• **ИЗВЛЕЧЁННЫЙ ТЕКСТ**:
========================================
Позднее она будет играть в квартете, вместе со знаменитостями, в большом зале
молчановского особнячка. Была еще комната: "мертвецкая". Это самая веселая
комната, освещенная темно-красным фонарем с потолка. По стенам -- разные
ископае- мые курганные древности, целые плато старинных серег и колец,
оружие--начиная от каменного века--кольчуги, шлемы, бердыши, ятаганы. Вдоль стен
широкие турецкие диваны, перед ними столики со спичками и пепельницами, кальян
для любителей. Сидят, хохочут, болтают без умолку... Кто-нибудь бренчит на
балалайке, кое-кто дремлет. А "мертвецкой" звали потому, что под утро на этих
диванах обыкновенно спали кто лишнее выпил или кому очень далеко бы-ло до
дому... В полночь раздавались удары бубна в руках "дяди Володи"... Это первый
сигнал. Художники кончают работать. Через десять минут еще бубен... Убираются
кисти, бумага; рисунки, еще не высохшие, ставятся на рояль. Все из-за стола
расходятся по комнатам--в зале накрывают ужин... На множестве расписанных
художниками тарелок ставится закуска, описанная в меню протокола. Колбасы:
жеваная, дегтярная, трафаретная, черепаховая, медвежье ушко с жирком, моржовые
разварные клыки,-- собачья радость, пятки пилигрима... Водки: горилка,
брыкаловка, сногсшибаловка, трын-травная и другие... Наливки; шмаровка,
настоенная на молчановке, декадентская, варенуха из бубновых валетов,
аукционная, урядницкая на комаре и таракане... Вина: из собственных садов
"среды", с берегов моря житейского, розовое с изюминкой пур для дам. Меню ужина:
1) чудо-юдо рыба лещ; 2) телеса птичьи индейские на кости; 3) рыба лабардан,
соус -- китовые поплавки всмятку; 4) сыры: сыр бри, сыр Дарья, сыр Марья, сыр
Бубен; 5) сладкое: мороженое "недурно пущено". На столе стоят старинные гербовые
квинтеля с водками, чарочки с ручками и без ручек--все это десятками лет
собиралось В. Е. Шмаровиным на Сухаревке. И в центре стола ставился бочонок с
пивом, перед ним сидел сам "дядя Володя", а дежурный по "среде" виночерпий
разливал пиво. Пили. Ели. Вставал "дядя Володя", звякал в бубен. Все затихало.
========================================
• **ФРАГМЕНТЫ МАТЕРИАЛА**:
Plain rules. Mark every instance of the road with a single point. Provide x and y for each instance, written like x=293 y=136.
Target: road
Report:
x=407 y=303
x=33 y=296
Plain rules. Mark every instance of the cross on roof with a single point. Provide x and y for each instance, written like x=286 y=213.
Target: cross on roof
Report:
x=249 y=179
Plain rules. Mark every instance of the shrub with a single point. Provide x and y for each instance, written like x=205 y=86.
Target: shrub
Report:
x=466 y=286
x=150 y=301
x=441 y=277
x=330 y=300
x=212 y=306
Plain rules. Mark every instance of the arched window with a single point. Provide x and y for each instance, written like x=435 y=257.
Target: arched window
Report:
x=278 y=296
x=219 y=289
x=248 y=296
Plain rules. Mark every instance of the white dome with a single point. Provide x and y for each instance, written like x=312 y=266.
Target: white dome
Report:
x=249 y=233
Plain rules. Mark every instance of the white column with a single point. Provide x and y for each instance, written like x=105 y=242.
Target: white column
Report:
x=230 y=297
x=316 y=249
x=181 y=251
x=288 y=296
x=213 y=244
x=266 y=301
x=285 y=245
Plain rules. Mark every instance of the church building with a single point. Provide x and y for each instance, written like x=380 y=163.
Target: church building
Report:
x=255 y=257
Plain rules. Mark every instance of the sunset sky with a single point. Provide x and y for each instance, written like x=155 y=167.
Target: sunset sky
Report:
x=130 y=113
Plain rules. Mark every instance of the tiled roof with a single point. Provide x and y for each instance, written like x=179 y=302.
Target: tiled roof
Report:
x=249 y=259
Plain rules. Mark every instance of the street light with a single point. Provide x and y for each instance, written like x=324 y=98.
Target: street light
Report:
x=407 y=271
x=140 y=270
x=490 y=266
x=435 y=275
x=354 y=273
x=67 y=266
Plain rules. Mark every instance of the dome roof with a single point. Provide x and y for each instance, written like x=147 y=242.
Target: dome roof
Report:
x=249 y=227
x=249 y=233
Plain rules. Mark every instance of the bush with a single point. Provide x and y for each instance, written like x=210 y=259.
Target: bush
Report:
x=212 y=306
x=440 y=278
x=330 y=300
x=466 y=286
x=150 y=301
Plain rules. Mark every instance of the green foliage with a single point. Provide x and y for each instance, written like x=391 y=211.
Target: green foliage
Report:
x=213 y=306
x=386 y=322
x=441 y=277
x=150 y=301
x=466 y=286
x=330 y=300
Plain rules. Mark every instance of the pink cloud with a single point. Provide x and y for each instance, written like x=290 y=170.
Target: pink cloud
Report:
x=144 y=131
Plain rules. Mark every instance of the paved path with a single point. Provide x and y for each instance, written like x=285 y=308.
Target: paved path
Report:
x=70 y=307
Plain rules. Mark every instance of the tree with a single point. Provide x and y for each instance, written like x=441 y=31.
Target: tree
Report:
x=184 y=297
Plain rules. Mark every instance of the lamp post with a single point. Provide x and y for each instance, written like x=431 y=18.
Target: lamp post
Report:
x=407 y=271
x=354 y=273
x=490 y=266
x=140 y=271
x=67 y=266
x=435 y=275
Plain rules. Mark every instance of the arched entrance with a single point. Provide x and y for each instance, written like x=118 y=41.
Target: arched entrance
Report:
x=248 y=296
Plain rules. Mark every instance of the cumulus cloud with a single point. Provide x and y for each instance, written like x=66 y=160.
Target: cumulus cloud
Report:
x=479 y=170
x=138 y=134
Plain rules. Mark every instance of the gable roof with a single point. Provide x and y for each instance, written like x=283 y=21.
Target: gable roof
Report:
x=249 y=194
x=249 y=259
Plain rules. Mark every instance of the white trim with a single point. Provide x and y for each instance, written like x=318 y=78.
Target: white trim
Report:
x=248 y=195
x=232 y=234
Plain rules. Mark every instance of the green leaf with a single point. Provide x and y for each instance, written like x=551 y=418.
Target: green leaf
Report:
========================================
• **ПОСТАВЛЕННАЯ ЗАДАЧА 1**: Почему, согласно извлечённому тексту, комнату с турецкими диванами называли «мертвецкой»?
• **ПОСТАВЛЕННАЯ ЗАДАЧА 2**: Перечислите все сыры из меню ужина, приведённого в извлечённом тексте.
• **ПОСТАВЛЕННАЯ ЗАДАЧА 3**: Продолжите извлечённый текст об ужине на «среде» у «дяди Володи», начиная сразу после последнего предложения.

• **ОТВЕТ НА ЗАДАНИЕ 1**: Под утро на её диванах обыкновенно спали те, кто лишнее выпил или кому было очень далеко до дому.

• **ОТВЕТ НА ЗАДАНИЕ 2**: Сыр бри, сыр Дарья, сыр Марья, сыр Бубен.

• **ОТВЕТ НА ЗАДАНИЕ 3**:
-- Дорогие товарищи, за вами речь. И указывал на кого-нибудь, не предупреждая,--
приходилось говорить. А художник Синцов уже сидел за роялем, готовый закончить
речь гимном... Скажет кто хорошо -- стол кричит. -- "Орла!" Кубок пьется под
музыку и общее пение гимна "Недурно пущено". Утро. Сквозь шторы пробивается
свет. Семейные и дамы ушли... Бочонок давно пуст... Из "мертвецкой" слышится
храп. Кто-то из художников пишет яркими красками с натуры: стол с неприбранной
посудой, пустой "Орел" высится среди опрокинутых рюмок, бочонок с открытым
краном, и, облокотясь на стол, дремлет "дядя Володя". Поэт "среды" подписывает
рисунок на законченном протоколе: Да, час расставанья пришел, День занимается
белый, Бочонок стоит опустелый, Стоит опустелый "Орел"... 1922 год. Все-таки
собирались "среды". Это уж было не на Большой Молчановке, а на Большой
Никитской, в квартире С. Н. Лентовской. "Среды" назначались не регулярно. Время
от времени "дядя Володя" присылал приглашения, заканчивавшиеся так: "22 февраля,
в среду, на "среде" чаепитие. Условия следующие: 1) самовар и чай от "среды"; 2)
сахар и все иное съедобное, смотря по аппетиту прибывший приносит на свою долю с
собой в количестве невозбраняемом..."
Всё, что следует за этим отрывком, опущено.